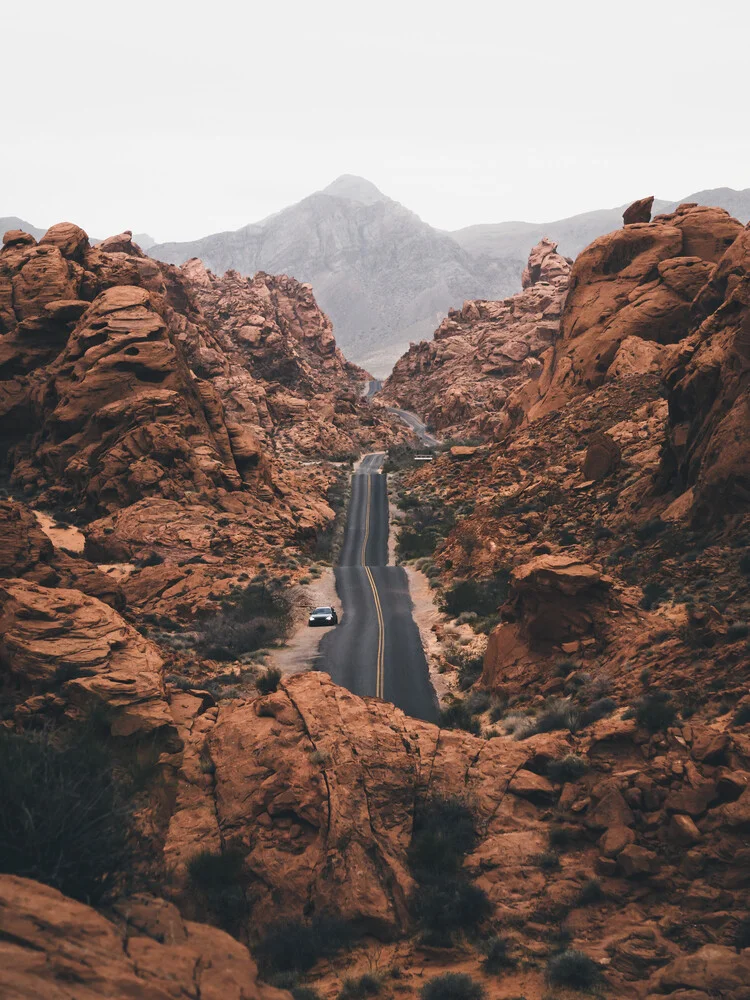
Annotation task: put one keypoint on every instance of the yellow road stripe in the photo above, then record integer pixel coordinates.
(380, 671)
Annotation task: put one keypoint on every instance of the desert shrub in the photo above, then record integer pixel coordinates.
(425, 527)
(518, 725)
(217, 879)
(295, 946)
(481, 596)
(401, 456)
(363, 986)
(655, 711)
(591, 892)
(598, 709)
(742, 934)
(458, 716)
(445, 902)
(253, 617)
(268, 682)
(558, 714)
(548, 861)
(305, 993)
(564, 667)
(497, 955)
(650, 529)
(443, 835)
(444, 905)
(452, 986)
(571, 767)
(224, 638)
(561, 836)
(65, 819)
(574, 969)
(478, 702)
(469, 671)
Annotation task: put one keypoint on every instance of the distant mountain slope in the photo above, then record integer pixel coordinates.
(13, 222)
(385, 277)
(501, 240)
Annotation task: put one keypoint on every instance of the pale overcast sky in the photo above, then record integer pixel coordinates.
(182, 118)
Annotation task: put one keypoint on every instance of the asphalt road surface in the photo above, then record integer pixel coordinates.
(376, 650)
(420, 429)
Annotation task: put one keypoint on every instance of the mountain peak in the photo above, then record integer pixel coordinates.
(355, 189)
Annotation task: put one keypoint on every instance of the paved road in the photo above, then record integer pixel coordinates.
(376, 650)
(420, 429)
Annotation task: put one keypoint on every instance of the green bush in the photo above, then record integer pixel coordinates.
(363, 986)
(480, 596)
(425, 526)
(268, 682)
(294, 946)
(574, 969)
(443, 835)
(458, 716)
(218, 881)
(452, 986)
(655, 711)
(252, 618)
(447, 904)
(64, 819)
(548, 861)
(478, 702)
(558, 714)
(598, 709)
(497, 955)
(304, 993)
(469, 671)
(571, 767)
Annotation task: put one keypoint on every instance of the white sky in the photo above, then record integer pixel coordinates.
(183, 118)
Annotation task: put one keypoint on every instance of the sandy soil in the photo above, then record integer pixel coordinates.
(301, 649)
(62, 536)
(424, 609)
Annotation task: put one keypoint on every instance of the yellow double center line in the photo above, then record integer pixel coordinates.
(379, 673)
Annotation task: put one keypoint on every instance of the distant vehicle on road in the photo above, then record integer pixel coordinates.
(323, 616)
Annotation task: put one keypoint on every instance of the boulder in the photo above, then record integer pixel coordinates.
(602, 457)
(64, 640)
(715, 969)
(637, 861)
(59, 948)
(639, 211)
(551, 593)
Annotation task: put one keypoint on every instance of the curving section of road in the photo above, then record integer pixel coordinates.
(377, 649)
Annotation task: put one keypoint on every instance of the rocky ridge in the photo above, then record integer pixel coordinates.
(459, 381)
(606, 779)
(172, 435)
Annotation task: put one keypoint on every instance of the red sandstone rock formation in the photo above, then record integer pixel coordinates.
(480, 354)
(56, 947)
(118, 391)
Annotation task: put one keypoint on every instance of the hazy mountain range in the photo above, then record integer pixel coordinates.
(383, 275)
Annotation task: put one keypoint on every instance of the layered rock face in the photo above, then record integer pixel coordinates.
(480, 354)
(630, 295)
(136, 398)
(57, 947)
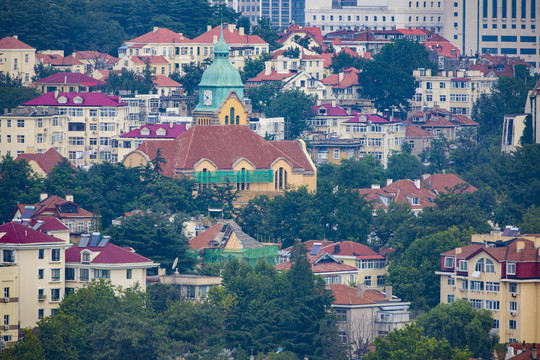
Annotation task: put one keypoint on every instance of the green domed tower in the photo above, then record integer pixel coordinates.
(221, 91)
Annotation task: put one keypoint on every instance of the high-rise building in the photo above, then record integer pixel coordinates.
(504, 27)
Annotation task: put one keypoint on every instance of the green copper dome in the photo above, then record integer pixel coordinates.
(220, 77)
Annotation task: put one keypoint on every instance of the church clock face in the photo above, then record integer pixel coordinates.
(207, 97)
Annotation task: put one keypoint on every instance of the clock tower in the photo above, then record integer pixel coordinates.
(221, 91)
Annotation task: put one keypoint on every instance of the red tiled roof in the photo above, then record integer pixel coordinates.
(108, 254)
(165, 81)
(213, 142)
(350, 248)
(446, 183)
(14, 233)
(9, 42)
(69, 78)
(90, 99)
(231, 36)
(46, 161)
(346, 295)
(160, 36)
(172, 133)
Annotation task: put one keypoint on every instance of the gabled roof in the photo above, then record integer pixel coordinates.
(14, 233)
(351, 248)
(68, 78)
(170, 132)
(160, 36)
(89, 99)
(53, 204)
(108, 254)
(447, 183)
(230, 35)
(46, 161)
(213, 142)
(10, 42)
(165, 81)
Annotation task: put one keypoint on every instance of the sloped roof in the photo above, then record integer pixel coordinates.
(213, 142)
(351, 248)
(231, 36)
(446, 183)
(46, 161)
(68, 78)
(89, 99)
(171, 132)
(14, 233)
(160, 36)
(108, 254)
(10, 42)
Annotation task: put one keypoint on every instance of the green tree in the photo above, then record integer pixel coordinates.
(409, 344)
(294, 105)
(462, 326)
(387, 86)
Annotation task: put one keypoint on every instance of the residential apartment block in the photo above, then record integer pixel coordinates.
(333, 15)
(17, 58)
(455, 91)
(84, 127)
(505, 27)
(500, 274)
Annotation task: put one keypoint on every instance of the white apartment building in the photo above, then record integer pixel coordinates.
(455, 91)
(84, 127)
(501, 27)
(375, 14)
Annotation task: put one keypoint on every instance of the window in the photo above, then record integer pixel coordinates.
(55, 295)
(55, 274)
(341, 315)
(84, 275)
(102, 274)
(70, 274)
(492, 305)
(55, 254)
(367, 280)
(511, 268)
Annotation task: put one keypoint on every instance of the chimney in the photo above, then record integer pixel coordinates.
(388, 292)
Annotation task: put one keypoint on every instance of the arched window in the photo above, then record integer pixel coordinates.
(490, 266)
(280, 179)
(479, 265)
(232, 115)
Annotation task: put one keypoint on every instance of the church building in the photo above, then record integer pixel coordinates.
(220, 148)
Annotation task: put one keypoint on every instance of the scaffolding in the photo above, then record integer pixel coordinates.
(231, 176)
(252, 257)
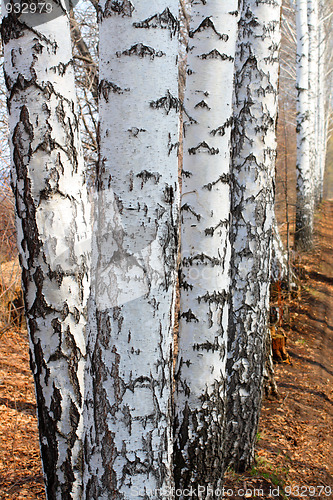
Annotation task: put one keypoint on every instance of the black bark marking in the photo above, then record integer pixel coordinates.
(201, 258)
(145, 176)
(202, 104)
(215, 54)
(203, 147)
(218, 298)
(208, 346)
(189, 316)
(61, 68)
(165, 20)
(141, 50)
(134, 131)
(182, 282)
(208, 24)
(209, 231)
(186, 174)
(203, 465)
(187, 208)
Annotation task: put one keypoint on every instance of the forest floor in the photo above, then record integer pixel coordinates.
(294, 451)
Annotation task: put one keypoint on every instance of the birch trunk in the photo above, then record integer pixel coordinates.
(52, 220)
(134, 252)
(312, 9)
(322, 139)
(252, 198)
(304, 188)
(205, 247)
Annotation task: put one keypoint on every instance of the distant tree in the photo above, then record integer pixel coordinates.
(52, 219)
(253, 142)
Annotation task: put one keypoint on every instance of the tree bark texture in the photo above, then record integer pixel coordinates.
(205, 248)
(134, 252)
(305, 177)
(252, 197)
(321, 115)
(52, 220)
(312, 9)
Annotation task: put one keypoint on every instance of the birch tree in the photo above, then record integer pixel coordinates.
(304, 189)
(205, 248)
(52, 219)
(252, 196)
(129, 443)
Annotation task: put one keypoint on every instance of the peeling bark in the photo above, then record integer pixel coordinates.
(252, 197)
(205, 248)
(129, 443)
(53, 235)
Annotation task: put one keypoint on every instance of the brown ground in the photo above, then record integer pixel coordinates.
(295, 438)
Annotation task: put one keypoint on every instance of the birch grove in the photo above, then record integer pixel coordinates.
(53, 233)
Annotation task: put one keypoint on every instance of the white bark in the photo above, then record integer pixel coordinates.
(134, 252)
(53, 236)
(304, 189)
(321, 116)
(252, 198)
(205, 247)
(312, 9)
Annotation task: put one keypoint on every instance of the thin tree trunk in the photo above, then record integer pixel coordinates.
(304, 188)
(134, 252)
(205, 247)
(53, 234)
(252, 199)
(322, 139)
(312, 95)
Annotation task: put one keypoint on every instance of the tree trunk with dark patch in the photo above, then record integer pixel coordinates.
(205, 248)
(252, 198)
(52, 219)
(134, 252)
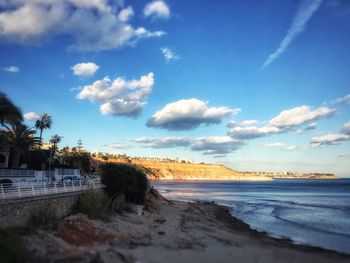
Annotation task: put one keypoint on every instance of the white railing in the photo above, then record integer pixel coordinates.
****************************************
Do this:
Update everything from the line containing "the birch trunk" down to the end of the material by replacing "integer pixel coordinates" with "whole-number pixel coordinates" and changing nothing else. Leave the pictures out of your answer.

Answer to this problem:
Annotation task: put one keypoint on every instance of the birch trunk in the photo above, then record whole-number pixel coordinates.
(52, 220)
(134, 252)
(312, 9)
(322, 139)
(252, 198)
(304, 188)
(205, 247)
Annotation task: put one keypoint on every instance of the distant tree in the photo above, then record whole-number pixel coordinates.
(52, 219)
(253, 142)
Annotation task: put one keypoint on every instance of the tree bark texture in the photo above, then record whole-number pixel coordinates.
(205, 248)
(134, 252)
(305, 177)
(252, 197)
(321, 115)
(52, 220)
(312, 9)
Annotation task: put one keypoint on every instance of the birch tree in the photo above, then record whole-number pixel coordinates.
(304, 189)
(205, 248)
(52, 219)
(252, 196)
(129, 443)
Annotation task: put one keypoint on every instance of the peeling bark in the photo above, then record whole-number pixel coordinates.
(252, 197)
(205, 248)
(129, 443)
(53, 235)
Annotation task: put one keypoint on every instance of the brown ground in the photo above, then record whole-number pixel coordinates.
(295, 438)
Annotation task: put one keypoint on every instance of the birch grove in the photo above, then record whole-number pixel coordinates.
(53, 233)
Annotation task: put one keypoint on every instance of the white bark in the photo above, then record whole-number pixel coordinates.
(134, 252)
(53, 236)
(304, 189)
(321, 116)
(252, 198)
(205, 247)
(312, 9)
Annotation task: put one keypoint on every instance of the thin tree trunk in the photo above, then record whole-number pixel coordinates.
(304, 188)
(134, 252)
(205, 247)
(53, 234)
(252, 199)
(322, 139)
(312, 95)
Annotation task: put one keypoint on every instance of the tree trunk with dark patch in the photo above, then record whole-number pixel coordinates.
(205, 248)
(252, 198)
(52, 219)
(134, 252)
Annotation task: put one keypoint on every instance of the white railing in the photo above, then record whole-number pixel coordinates.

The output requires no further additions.